_Assignment_
Word for word, retype every entry in the listing.

_Given entries_
****
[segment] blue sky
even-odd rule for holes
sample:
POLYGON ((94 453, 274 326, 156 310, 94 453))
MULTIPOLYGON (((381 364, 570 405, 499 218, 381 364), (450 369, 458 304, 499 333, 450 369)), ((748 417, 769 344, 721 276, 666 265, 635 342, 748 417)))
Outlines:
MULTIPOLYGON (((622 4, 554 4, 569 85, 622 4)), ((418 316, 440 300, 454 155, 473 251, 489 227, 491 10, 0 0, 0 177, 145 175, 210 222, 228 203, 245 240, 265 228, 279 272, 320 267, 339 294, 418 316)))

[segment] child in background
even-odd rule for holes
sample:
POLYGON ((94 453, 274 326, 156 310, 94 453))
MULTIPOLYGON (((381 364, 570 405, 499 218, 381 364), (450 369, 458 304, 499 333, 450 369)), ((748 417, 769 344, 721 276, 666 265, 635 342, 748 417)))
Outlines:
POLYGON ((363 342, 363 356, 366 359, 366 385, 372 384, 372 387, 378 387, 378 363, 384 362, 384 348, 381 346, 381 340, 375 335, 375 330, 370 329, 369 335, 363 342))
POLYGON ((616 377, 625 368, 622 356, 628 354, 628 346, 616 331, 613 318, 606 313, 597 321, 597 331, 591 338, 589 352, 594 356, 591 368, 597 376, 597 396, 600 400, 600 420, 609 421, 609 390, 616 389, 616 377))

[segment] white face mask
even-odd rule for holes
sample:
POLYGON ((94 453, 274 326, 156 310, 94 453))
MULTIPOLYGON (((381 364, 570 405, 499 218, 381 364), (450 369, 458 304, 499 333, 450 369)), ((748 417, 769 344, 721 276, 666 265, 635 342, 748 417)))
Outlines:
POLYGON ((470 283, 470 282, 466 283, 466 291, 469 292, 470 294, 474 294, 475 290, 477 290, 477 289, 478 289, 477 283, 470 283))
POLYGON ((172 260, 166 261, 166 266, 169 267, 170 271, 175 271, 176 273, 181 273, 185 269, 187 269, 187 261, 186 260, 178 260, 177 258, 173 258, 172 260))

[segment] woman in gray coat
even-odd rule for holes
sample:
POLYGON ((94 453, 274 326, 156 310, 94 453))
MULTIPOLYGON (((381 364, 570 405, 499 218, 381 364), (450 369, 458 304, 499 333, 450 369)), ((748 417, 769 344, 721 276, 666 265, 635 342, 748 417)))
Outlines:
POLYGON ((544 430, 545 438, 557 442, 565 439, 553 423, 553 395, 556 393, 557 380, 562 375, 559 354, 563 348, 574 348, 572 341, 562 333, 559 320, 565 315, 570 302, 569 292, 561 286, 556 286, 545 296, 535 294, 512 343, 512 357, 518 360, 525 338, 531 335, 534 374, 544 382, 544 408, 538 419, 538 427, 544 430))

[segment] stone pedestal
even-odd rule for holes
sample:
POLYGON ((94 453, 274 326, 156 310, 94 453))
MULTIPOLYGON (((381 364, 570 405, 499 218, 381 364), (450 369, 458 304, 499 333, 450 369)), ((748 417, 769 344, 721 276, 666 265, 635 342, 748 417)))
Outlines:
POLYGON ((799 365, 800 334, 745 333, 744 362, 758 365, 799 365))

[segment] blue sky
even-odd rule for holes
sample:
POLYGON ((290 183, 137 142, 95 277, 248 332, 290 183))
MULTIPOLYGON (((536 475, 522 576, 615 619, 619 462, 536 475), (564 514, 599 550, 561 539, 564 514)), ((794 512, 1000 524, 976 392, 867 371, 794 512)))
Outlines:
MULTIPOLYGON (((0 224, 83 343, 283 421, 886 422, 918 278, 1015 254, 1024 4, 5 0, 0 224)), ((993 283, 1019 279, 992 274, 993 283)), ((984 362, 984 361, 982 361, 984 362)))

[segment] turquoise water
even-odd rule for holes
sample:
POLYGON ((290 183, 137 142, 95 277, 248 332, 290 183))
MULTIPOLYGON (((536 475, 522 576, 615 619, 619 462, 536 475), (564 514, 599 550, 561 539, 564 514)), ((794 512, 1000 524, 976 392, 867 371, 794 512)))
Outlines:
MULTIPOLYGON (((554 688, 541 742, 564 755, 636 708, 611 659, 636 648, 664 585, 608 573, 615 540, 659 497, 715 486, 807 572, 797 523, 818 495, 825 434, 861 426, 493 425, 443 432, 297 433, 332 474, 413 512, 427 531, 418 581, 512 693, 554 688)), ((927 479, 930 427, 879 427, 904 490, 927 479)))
****
_Answer to the problem_
[segment] blue sky
even-odd rule for holes
sample:
POLYGON ((94 453, 274 326, 156 310, 94 453))
MULTIPOLYGON (((381 364, 570 405, 499 218, 381 364), (450 369, 458 304, 499 333, 450 369)), ((748 417, 769 344, 721 276, 666 265, 635 342, 748 417)))
Outlines:
MULTIPOLYGON (((622 4, 554 4, 569 85, 622 4)), ((418 316, 440 300, 454 155, 473 251, 489 227, 491 10, 0 0, 0 177, 145 175, 210 222, 228 203, 245 240, 265 228, 279 272, 320 267, 339 294, 418 316)))

[segment] child in background
even-odd rule for holes
sample:
POLYGON ((94 453, 274 326, 156 310, 94 453))
MULTIPOLYGON (((381 364, 570 405, 499 218, 381 364), (450 369, 458 304, 499 333, 450 369)), ((748 417, 769 344, 721 276, 666 265, 635 342, 748 417)))
Outlines:
POLYGON ((363 342, 363 356, 366 359, 366 385, 372 384, 372 387, 378 387, 378 363, 384 362, 384 348, 381 346, 381 340, 375 335, 375 330, 370 329, 369 335, 363 342))
POLYGON ((616 377, 625 368, 622 356, 628 354, 628 346, 616 331, 613 318, 606 313, 597 321, 597 331, 591 338, 589 352, 594 356, 591 368, 597 376, 597 396, 600 400, 600 420, 609 421, 609 390, 616 389, 616 377))

[segment] white face mask
even-odd rule for holes
sample:
POLYGON ((94 453, 274 326, 156 310, 94 453))
MULTIPOLYGON (((381 364, 570 405, 499 218, 381 364), (450 369, 458 304, 499 333, 450 369)), ((748 417, 769 344, 721 276, 666 265, 635 342, 748 417)))
Outlines:
POLYGON ((470 283, 470 282, 466 283, 466 291, 469 292, 470 294, 474 294, 475 290, 477 290, 477 289, 478 289, 477 283, 470 283))
POLYGON ((172 260, 166 261, 166 266, 169 267, 170 271, 175 271, 176 273, 181 273, 185 269, 187 269, 187 261, 186 260, 178 260, 177 258, 173 258, 172 260))

[segment] woman in gray coat
even-odd rule for holes
sample:
POLYGON ((94 453, 274 326, 156 310, 94 453))
MULTIPOLYGON (((381 364, 570 405, 499 218, 381 364), (450 369, 458 304, 499 333, 450 369)), ((748 417, 769 344, 721 276, 666 265, 635 342, 748 417)))
Outlines:
POLYGON ((544 430, 545 438, 557 442, 565 439, 553 423, 553 395, 556 393, 557 380, 562 375, 559 354, 563 348, 574 348, 572 341, 562 333, 559 320, 565 315, 570 302, 569 292, 561 286, 556 286, 545 296, 535 294, 512 343, 512 357, 518 360, 525 338, 531 335, 534 374, 544 382, 544 408, 538 419, 538 427, 544 430))

[segment] stone pedestal
even-odd rule for holes
sample:
POLYGON ((94 453, 274 326, 156 310, 94 453))
MULTIPOLYGON (((381 364, 570 405, 499 218, 381 364), (450 369, 458 304, 499 333, 450 369)), ((748 417, 769 344, 721 276, 666 265, 635 342, 748 417)))
Outlines:
POLYGON ((799 365, 800 334, 745 333, 744 362, 758 365, 799 365))

[segment] blue sky
even-odd rule for holes
sample:
POLYGON ((290 183, 137 142, 95 277, 248 332, 290 183))
MULTIPOLYGON (((536 475, 522 576, 615 619, 619 462, 536 475), (564 514, 599 550, 561 539, 564 514)), ((794 512, 1000 524, 976 392, 867 371, 794 512)))
Outlines:
MULTIPOLYGON (((0 224, 83 343, 283 421, 886 422, 918 278, 1015 254, 1024 4, 5 0, 0 224)), ((993 283, 1019 279, 992 274, 993 283)), ((984 362, 984 361, 982 361, 984 362)))

[segment] turquoise water
even-odd rule for holes
sample:
POLYGON ((290 183, 137 142, 95 277, 248 332, 290 183))
MULTIPOLYGON (((536 475, 522 576, 615 619, 619 462, 536 475), (564 514, 599 550, 561 539, 564 514)), ((794 512, 1000 524, 976 392, 867 371, 794 512)))
Outlines:
MULTIPOLYGON (((554 688, 541 742, 564 755, 636 708, 611 659, 636 648, 664 585, 608 573, 615 540, 659 497, 715 486, 807 572, 797 523, 818 495, 825 434, 861 426, 493 425, 443 432, 297 433, 332 474, 413 512, 427 531, 418 581, 512 693, 554 688)), ((927 479, 930 427, 879 427, 904 490, 927 479)))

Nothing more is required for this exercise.